- Brief 1 -
Answer these questions about the Kleisli thread, one line each:
(a) Which Haskell operator is Kleisli composition compared to?
(b) On what site does wisn find good reading material about the Kleisli category?
(c) Which types does jethrolarson say would be more practical than array?
- Brief 2 -
In the Kleisli thread, could you write out the passage that begins at the words "kleisliCompose(bar, foo)(1) //" and stops after "be more practical.", switching "monad" to "functor" everywhere it appears?

- Quoted passage -
Add explanation about Kleisli

[wisn]

I found something like Kleisli composition (>=> in Haskell) in Quora. I don't really understand the general of Kleisli. Based on Quora, Kleisli composition is a monadic function composition (CMIIW). How about this?

[jethrolarson]

Would be a good addition. Someone needs to break concept down to eli5 levels and then provide one or two examples

[wisn]

There is a good reading material on nLab about Kleisli category. I'm still try to learn this. Maybe someone willing to use it as a reference.

[MostAwesomeDude]

I can explain it, at least; I don't know of especially good examples.

Typically, we have functions, say of type X → Y. With a monad M, we might have actions ("impure" functions) in the monad, of type X → M(Y). Composition with functions happens to form a category: there is an identity arrow of type X → X (for any type X) which obeys the algebraic laws. Can we analogize this to monadic actions?

Yes, for any monad M. Kleisli composition lets us compose actions of type X → M(Y) and Y → M(Z) into actions of type X → M(Z), for any types X, Y, and Z. The identity arrow is provided by the unit of the monad, with type X → M(X).

I don't know when this is useful aside from "compiling to categories", a not-yet-common design for compiler pipelines. It probably could wait another few years.

[jethrolarson]

Let me try so break it down:

Kleisli Composition

An operation for composing two monad-returning functions where they have compatible types.

const foo = (a) => [a]
const bar = (b) => [b*2, b*3]

kleisliCompose(bar, foo)(1) // => [1, 2, 3]

This works because:

• Array is a monad
• Both foo and bar return the same kind of monad (Array)
• The argument of bar is the same as the type within the array of foos return.

[jethrolarson]

Admittedly array is a poor case and using Option or Either would be more practical.

const validateFooAndBar = kleisliCompose(validateFoo, validateBar)

- Collected data -
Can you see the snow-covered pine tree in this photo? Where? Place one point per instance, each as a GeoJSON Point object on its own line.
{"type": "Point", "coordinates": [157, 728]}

- Problem solution 1 -
(a) >=>
(b) nLab
(c) Option or Either

- Problem solution 2 -
kleisliCompose(bar, foo)(1) // => [1, 2, 3]

This works because:

• Array is a functor
• Both foo and bar return the same kind of functor (Array)
• The argument of bar is the same as the type within the array of foos return.

[jethrolarson]

Admittedly array is a poor case and using Option or Either would be more practical.